Problem: Below are records to repeat exactly. Omit the pictures from the copy.

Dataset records
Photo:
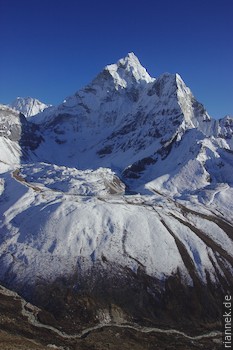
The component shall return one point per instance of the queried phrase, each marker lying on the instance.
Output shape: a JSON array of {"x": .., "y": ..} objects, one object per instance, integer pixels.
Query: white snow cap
[{"x": 128, "y": 71}]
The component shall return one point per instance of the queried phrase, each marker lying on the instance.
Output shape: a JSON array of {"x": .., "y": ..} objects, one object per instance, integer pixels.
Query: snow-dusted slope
[
  {"x": 131, "y": 195},
  {"x": 18, "y": 137},
  {"x": 28, "y": 106}
]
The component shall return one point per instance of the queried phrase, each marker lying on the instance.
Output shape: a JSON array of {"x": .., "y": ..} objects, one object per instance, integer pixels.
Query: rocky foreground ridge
[{"x": 116, "y": 206}]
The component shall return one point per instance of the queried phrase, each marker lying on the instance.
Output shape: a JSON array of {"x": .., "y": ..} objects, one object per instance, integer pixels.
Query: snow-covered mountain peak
[
  {"x": 128, "y": 71},
  {"x": 28, "y": 106}
]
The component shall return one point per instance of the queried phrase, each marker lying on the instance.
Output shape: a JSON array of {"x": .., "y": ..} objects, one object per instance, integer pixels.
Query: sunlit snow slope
[{"x": 125, "y": 189}]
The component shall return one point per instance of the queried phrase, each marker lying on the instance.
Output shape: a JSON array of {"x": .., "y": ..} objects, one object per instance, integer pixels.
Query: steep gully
[{"x": 30, "y": 312}]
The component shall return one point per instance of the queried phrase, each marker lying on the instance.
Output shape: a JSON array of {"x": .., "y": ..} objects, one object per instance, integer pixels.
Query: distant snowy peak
[
  {"x": 128, "y": 71},
  {"x": 28, "y": 106}
]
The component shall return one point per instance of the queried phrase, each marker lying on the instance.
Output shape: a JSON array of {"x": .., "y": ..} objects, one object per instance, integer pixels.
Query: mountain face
[
  {"x": 28, "y": 106},
  {"x": 116, "y": 206}
]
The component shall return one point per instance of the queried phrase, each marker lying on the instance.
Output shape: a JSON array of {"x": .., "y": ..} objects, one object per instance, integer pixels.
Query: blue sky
[{"x": 51, "y": 48}]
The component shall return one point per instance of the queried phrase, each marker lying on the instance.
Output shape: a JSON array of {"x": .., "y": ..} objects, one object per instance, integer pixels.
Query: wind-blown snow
[{"x": 131, "y": 168}]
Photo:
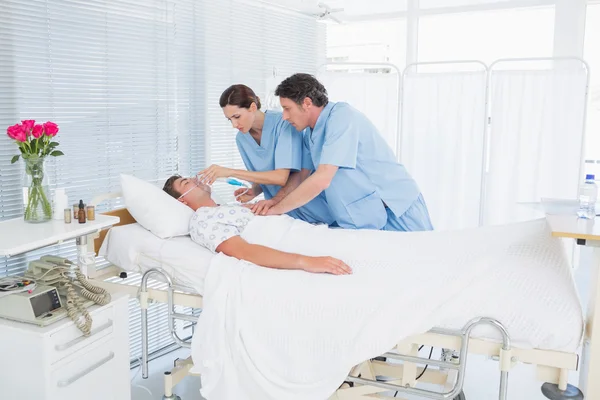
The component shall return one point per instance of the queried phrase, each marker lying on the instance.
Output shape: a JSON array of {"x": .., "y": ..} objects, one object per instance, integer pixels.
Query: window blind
[
  {"x": 134, "y": 86},
  {"x": 124, "y": 82}
]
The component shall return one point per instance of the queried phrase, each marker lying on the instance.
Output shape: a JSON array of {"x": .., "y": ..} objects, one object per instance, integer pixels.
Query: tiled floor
[{"x": 481, "y": 381}]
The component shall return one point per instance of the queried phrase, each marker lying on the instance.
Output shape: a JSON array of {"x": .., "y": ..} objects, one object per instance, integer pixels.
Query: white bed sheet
[{"x": 135, "y": 249}]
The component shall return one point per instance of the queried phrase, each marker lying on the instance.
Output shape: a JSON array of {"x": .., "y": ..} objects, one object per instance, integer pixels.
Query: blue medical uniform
[
  {"x": 281, "y": 148},
  {"x": 370, "y": 190}
]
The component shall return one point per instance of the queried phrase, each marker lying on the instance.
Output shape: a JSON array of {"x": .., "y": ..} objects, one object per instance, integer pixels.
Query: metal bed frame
[{"x": 362, "y": 381}]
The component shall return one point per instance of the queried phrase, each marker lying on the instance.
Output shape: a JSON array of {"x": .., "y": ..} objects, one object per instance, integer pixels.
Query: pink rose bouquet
[
  {"x": 34, "y": 140},
  {"x": 35, "y": 143}
]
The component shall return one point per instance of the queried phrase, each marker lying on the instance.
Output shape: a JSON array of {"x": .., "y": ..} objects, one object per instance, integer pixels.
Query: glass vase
[{"x": 35, "y": 191}]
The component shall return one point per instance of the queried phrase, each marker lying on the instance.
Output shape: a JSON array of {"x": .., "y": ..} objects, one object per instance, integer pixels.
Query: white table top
[
  {"x": 570, "y": 226},
  {"x": 18, "y": 236}
]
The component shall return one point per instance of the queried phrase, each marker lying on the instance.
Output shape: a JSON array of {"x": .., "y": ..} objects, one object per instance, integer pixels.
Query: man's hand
[
  {"x": 327, "y": 265},
  {"x": 212, "y": 173},
  {"x": 246, "y": 197}
]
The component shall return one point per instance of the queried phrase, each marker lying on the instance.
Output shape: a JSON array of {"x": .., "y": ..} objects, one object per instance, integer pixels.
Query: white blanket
[{"x": 273, "y": 334}]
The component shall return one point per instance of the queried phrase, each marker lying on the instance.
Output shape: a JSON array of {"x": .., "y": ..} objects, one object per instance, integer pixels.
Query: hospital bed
[{"x": 180, "y": 263}]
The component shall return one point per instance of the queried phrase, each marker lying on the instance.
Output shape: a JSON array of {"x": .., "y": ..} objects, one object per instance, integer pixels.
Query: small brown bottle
[{"x": 81, "y": 213}]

Output of the task:
Photo:
The component shall return one point per instance of the queried phrase, each marker lying on the instance.
Output shape: a JSON array of {"x": .., "y": ..} objects, one object per instance, integer pixels.
Query: white snow cap
[{"x": 128, "y": 71}]
The component shall return one point per instance of the queried phrase, each marker lying on the instance.
Output shape: a JSON array of {"x": .., "y": ..} objects, one object per instance, integer pixels.
Query: snow-dusted slope
[
  {"x": 131, "y": 195},
  {"x": 18, "y": 137},
  {"x": 28, "y": 106}
]
The component shall return one point per instance of the queried phrase, each marker lying on the instance.
Output shape: a JSON array of {"x": .., "y": ..} objects, one object per instance, integer pixels.
Query: rocky foreground ridge
[{"x": 116, "y": 206}]
The component shall return one point per instance of the queried phrase, each marker lying on the instance.
Output shape: a JSON array of {"x": .., "y": ..} objects, one object per instance, integer pixels.
Query: snow-covered mountain peak
[
  {"x": 128, "y": 71},
  {"x": 28, "y": 106}
]
The component shall return one point per instance of the queried phrase, each marker lying on the instance.
Output shape: a JSON array of {"x": .., "y": ..} objects, one object per instance, integer pixels.
Query: sunlit snow slope
[{"x": 125, "y": 189}]
The component shall return one point per instance of the queried phrase, each marker lying on the instance.
Output shape: a JSON array of {"x": .., "y": ..} objects, one object per instance, integer pixels.
Query: steep gully
[{"x": 30, "y": 312}]
The component shall return one point per instance of the queried phrase, each marker lying on the instance.
Output shape: a JSON array of {"x": .., "y": ..} objects, one object per instance, integer pixels.
Query: distant snowy peak
[
  {"x": 128, "y": 71},
  {"x": 28, "y": 106}
]
The component shall return one point per instance of the queried phrase, each marker lying on the instance.
Output shape: a JSON array of {"x": .., "y": ..} objects, one object per instance, integer pixels.
Query: mountain face
[
  {"x": 28, "y": 106},
  {"x": 116, "y": 206}
]
The component shall return one point per instance of the queried phrase, each marker lying on the instance.
Output shape: a JSON array of {"x": .., "y": ..} objects, one object per instance, integer pixels.
Query: blue sky
[{"x": 51, "y": 48}]
The component shall return one point per instance of the queried phrase, each marker lying on the instance.
Output shape: a JSON array of {"x": .., "y": ..} objects, one object per instance, integer pixels.
Query: wind-blown snow
[{"x": 131, "y": 168}]
Photo:
The component shall return one point per instance of the queried phrase, each marker lying on the instance.
Output shape: a JSON array of {"x": .., "y": ..} objects, one object per instance, integer pixels.
Query: window blind
[
  {"x": 134, "y": 86},
  {"x": 124, "y": 82}
]
The component shall return one point per instance of the queried phrase, each marker lying on the instance.
Output shape: a JSON array of {"x": .., "y": ..} objects, one object per instance, integer pixels.
Query: tiled floor
[{"x": 481, "y": 381}]
The component shall return one point per instance of the queried phrase, each marker lying on the instance.
Output shape: a JSON array of {"x": .., "y": ..} objects, one object per instance, integer pixels.
Query: white bed sheet
[{"x": 135, "y": 249}]
The component shall return one point per instance of the queried phrase, each marker lying on the instance.
Output shape: a JSON array of {"x": .., "y": ..} objects, one object per instance, integer pixels.
Query: blue medical uniform
[
  {"x": 281, "y": 148},
  {"x": 370, "y": 190}
]
The component shall return one point per instance of the queried phrase, each marker lying on the instance.
Output shape: a JSON array of {"x": .., "y": ..} objects, one object per instance, integer pixels.
Query: metal bed frame
[{"x": 362, "y": 381}]
The component shall return one point per instance of the queried phrase, each marker lying on the instance.
Output shape: a JSON array of {"x": .., "y": ..} objects, one object per instance, integer pixels.
Query: pink rose bouquet
[
  {"x": 34, "y": 140},
  {"x": 35, "y": 143}
]
The component shall return one point per instance of the queried phrase, each marker lying on the instance.
Output shape: a JSON array of {"x": .., "y": ..} objects, one object per instance, integer pixels.
Query: glass vase
[{"x": 35, "y": 191}]
The component shall return one point per instance of the queried phrase, each marker lying on the instance.
Output shape: a JSON array of {"x": .., "y": ..} objects, one object per instance, integer pixels.
Query: white table top
[
  {"x": 570, "y": 226},
  {"x": 18, "y": 236}
]
The component shall return one point per instance of the queried phrase, each marker lying on the instance.
Output shape: a JSON array of {"x": .., "y": ..} objects, one object per instance, integer pixels.
Query: man's hand
[
  {"x": 327, "y": 265},
  {"x": 212, "y": 173},
  {"x": 246, "y": 197}
]
The component shall return one point per instance of the queried phrase, each marker lying on the instance.
Output shape: a JSON array of {"x": .., "y": ..} objects, one object per instance, integer pixels.
Query: white blanket
[{"x": 273, "y": 334}]
The component shall return one point per instance of the queried phrase, each marker lying on the instance.
Output shape: a JSON array of {"x": .., "y": ..} objects, one object per instance, integer pixels.
Query: hospital bed
[{"x": 180, "y": 263}]
The component shall return one point per instance of the queried phrase, each marker lying on the instance.
Output shape: a JSON array of {"x": .., "y": ..} objects, one object per instance, integer pixels.
Query: small brown bottle
[{"x": 81, "y": 213}]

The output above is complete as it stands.